BRIEF: Reproduce the whole listing, character for character.

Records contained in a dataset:

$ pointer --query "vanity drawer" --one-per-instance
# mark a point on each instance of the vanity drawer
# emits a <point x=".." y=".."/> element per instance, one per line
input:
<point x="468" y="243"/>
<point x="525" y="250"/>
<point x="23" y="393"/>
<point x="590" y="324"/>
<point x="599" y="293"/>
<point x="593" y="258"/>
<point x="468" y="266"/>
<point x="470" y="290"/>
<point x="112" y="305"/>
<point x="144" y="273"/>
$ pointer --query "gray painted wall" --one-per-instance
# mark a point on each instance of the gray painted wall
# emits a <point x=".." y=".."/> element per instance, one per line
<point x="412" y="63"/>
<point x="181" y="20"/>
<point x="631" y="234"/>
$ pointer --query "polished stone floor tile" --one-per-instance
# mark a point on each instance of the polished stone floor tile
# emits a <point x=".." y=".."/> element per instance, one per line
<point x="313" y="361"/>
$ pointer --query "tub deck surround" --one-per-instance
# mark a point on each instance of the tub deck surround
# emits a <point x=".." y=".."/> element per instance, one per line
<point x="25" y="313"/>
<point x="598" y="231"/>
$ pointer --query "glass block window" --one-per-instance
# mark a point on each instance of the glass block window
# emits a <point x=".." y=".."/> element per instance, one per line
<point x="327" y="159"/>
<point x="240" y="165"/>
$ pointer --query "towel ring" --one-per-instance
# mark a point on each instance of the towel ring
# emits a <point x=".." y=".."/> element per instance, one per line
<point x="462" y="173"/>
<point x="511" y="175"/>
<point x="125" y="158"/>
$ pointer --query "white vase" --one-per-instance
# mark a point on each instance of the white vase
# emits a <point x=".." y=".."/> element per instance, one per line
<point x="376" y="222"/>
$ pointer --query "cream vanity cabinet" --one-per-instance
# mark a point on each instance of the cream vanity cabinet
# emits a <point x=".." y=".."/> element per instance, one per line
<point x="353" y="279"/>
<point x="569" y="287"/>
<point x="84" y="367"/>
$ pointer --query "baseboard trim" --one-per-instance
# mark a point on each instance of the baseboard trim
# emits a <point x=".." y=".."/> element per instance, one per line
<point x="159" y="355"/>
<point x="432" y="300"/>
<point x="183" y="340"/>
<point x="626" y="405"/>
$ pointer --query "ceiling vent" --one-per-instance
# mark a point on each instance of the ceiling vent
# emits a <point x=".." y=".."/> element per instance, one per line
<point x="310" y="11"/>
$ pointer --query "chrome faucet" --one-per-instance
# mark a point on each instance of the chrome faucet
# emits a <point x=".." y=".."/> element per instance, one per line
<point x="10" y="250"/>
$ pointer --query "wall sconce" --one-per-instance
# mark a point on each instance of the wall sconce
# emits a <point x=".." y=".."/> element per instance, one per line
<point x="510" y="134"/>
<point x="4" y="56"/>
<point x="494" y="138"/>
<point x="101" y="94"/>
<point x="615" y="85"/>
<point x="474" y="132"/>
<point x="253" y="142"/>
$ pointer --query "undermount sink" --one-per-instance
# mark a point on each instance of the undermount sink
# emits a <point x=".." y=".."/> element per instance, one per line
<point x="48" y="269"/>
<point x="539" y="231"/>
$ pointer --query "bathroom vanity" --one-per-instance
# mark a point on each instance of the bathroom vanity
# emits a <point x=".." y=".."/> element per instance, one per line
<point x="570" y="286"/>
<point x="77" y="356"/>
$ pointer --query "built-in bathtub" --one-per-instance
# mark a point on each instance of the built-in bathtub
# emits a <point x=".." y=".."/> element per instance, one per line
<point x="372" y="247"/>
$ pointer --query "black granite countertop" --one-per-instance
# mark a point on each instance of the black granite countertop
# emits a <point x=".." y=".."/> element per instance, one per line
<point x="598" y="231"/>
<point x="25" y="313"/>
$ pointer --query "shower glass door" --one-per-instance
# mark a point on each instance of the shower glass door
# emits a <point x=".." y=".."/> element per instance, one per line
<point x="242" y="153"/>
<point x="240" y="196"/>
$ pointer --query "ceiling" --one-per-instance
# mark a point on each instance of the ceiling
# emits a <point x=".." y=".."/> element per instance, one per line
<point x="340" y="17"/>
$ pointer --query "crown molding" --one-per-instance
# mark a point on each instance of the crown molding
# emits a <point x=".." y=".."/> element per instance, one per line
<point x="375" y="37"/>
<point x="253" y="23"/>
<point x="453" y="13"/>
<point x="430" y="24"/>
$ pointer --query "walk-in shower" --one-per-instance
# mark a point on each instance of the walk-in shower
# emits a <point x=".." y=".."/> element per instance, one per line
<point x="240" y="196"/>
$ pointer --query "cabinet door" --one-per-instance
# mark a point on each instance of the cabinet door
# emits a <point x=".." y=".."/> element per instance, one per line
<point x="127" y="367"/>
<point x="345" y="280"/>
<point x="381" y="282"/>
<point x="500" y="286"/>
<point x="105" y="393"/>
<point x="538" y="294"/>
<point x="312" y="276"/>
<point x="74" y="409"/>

FINAL ANSWER:
$ pointer --query "vanity drawer" --one-per-instance
# mark a point on each instance of the vanity drawer
# emits a <point x=".." y=".."/> element per instance, one per line
input:
<point x="468" y="243"/>
<point x="525" y="250"/>
<point x="23" y="393"/>
<point x="590" y="324"/>
<point x="599" y="293"/>
<point x="593" y="258"/>
<point x="468" y="266"/>
<point x="470" y="290"/>
<point x="112" y="305"/>
<point x="144" y="273"/>
$ pointer --query "gray painted wall" --one-per-instance
# mark a point on each instance of the gray painted wall
# emits a <point x=".." y=".."/> element per instance, one per line
<point x="412" y="63"/>
<point x="181" y="20"/>
<point x="631" y="234"/>
$ pointer --query "polished stone floor tile" --one-per-instance
# mark a point on each instance of the polished stone floor tile
# emits a <point x=".." y=".."/> element per instance, one per line
<point x="313" y="361"/>
$ pointer --query "tub deck surround" --one-per-instance
# mark a point on each instance of the tub deck surround
# emits a <point x=".." y=".."/> element per instance, one per line
<point x="25" y="313"/>
<point x="598" y="231"/>
$ pointer --query "glass block window" --one-per-instance
# mark a point on each instance of the glass block window
# emits a <point x=".." y=".."/> element per instance, one per line
<point x="327" y="159"/>
<point x="240" y="165"/>
$ pointer --query "towel ring" --one-per-instance
# mark a point on each instance of the towel ring
# emits a <point x=".." y=".."/> element per instance, one per line
<point x="462" y="173"/>
<point x="511" y="175"/>
<point x="125" y="158"/>
$ pointer --query "white vase" --one-per-instance
# mark a point on each instance of the white vase
# emits a <point x=".." y=".."/> element per instance, one per line
<point x="376" y="222"/>
$ pointer --query "cream vanity cabinet" --one-per-instance
# mark a point on each instance of the cream vanity cabinet
# emits a <point x=".." y=".."/> element per instance, one per line
<point x="353" y="279"/>
<point x="569" y="287"/>
<point x="84" y="367"/>
$ pointer --query "baseboard trim" --one-per-instance
# mark a point on each instance of the baseboard trim
# emits a <point x=".." y=".."/> element per instance, one per line
<point x="159" y="355"/>
<point x="432" y="300"/>
<point x="183" y="340"/>
<point x="626" y="405"/>
$ pointer --query "ceiling vent" --one-per-instance
# mark a point on each instance of the ceiling vent
# emits a <point x=".." y=".."/> element per instance, one per line
<point x="310" y="11"/>
$ pointer --query "chrome faucet" --one-per-instance
# mark a point on each instance of the chrome faucet
# emits a <point x=".." y=".."/> element per instance, one per line
<point x="10" y="250"/>
$ pointer --query "wall sconce" --one-per-instance
# mark a point on each instance of the wall sconce
# emits a <point x=".." y=".."/> element per instance, one per line
<point x="510" y="134"/>
<point x="4" y="56"/>
<point x="494" y="138"/>
<point x="101" y="94"/>
<point x="615" y="85"/>
<point x="474" y="132"/>
<point x="253" y="142"/>
$ pointer --query "undermount sink" --one-per-instance
# mark a point on each instance of the undermount sink
# emits a <point x=".." y=".."/> element per instance, one per line
<point x="48" y="269"/>
<point x="539" y="231"/>
$ pointer --query "bathroom vanity" --one-per-instance
# mark a point on each instance of the bathroom vanity
# emits a <point x=".." y=".."/> element per instance, one per line
<point x="570" y="286"/>
<point x="77" y="356"/>
$ pointer --query "built-in bathtub" --one-per-instance
# mark a point on each instance of the built-in bathtub
# emits a <point x=".." y=".."/> element per instance, one per line
<point x="372" y="247"/>
$ pointer --query "black granite countertop" --one-per-instance
# mark a point on each instance of the black granite countertop
# emits a <point x=".." y=".."/> element per instance, one per line
<point x="598" y="231"/>
<point x="25" y="313"/>
$ pointer --query "shower glass door" --one-per-instance
# mark a point on each instance of the shower glass door
# emits a <point x=".." y=".."/> element per instance, one per line
<point x="242" y="153"/>
<point x="240" y="196"/>
$ pointer --query "ceiling" --one-per-instance
# mark a point on each instance of the ceiling
# emits a <point x=".." y=".."/> element per instance, one per line
<point x="340" y="17"/>
$ pointer --query "crown molding" --one-per-instance
# mark a point on each instance of the crown molding
# emits a <point x=".." y=".."/> element per instance, one per line
<point x="375" y="37"/>
<point x="253" y="23"/>
<point x="453" y="13"/>
<point x="430" y="24"/>
$ pointer --query "walk-in shower" --one-per-instance
# mark a point on each instance of the walk-in shower
# emits a <point x=".." y=".."/> element per instance, one per line
<point x="240" y="196"/>
$ pointer --query "cabinet door" --one-per-instance
# mark a point on each instance of the cabinet door
# emits a <point x=".." y=".."/> element per instance, one per line
<point x="127" y="367"/>
<point x="345" y="280"/>
<point x="381" y="282"/>
<point x="500" y="286"/>
<point x="105" y="393"/>
<point x="538" y="294"/>
<point x="312" y="276"/>
<point x="74" y="409"/>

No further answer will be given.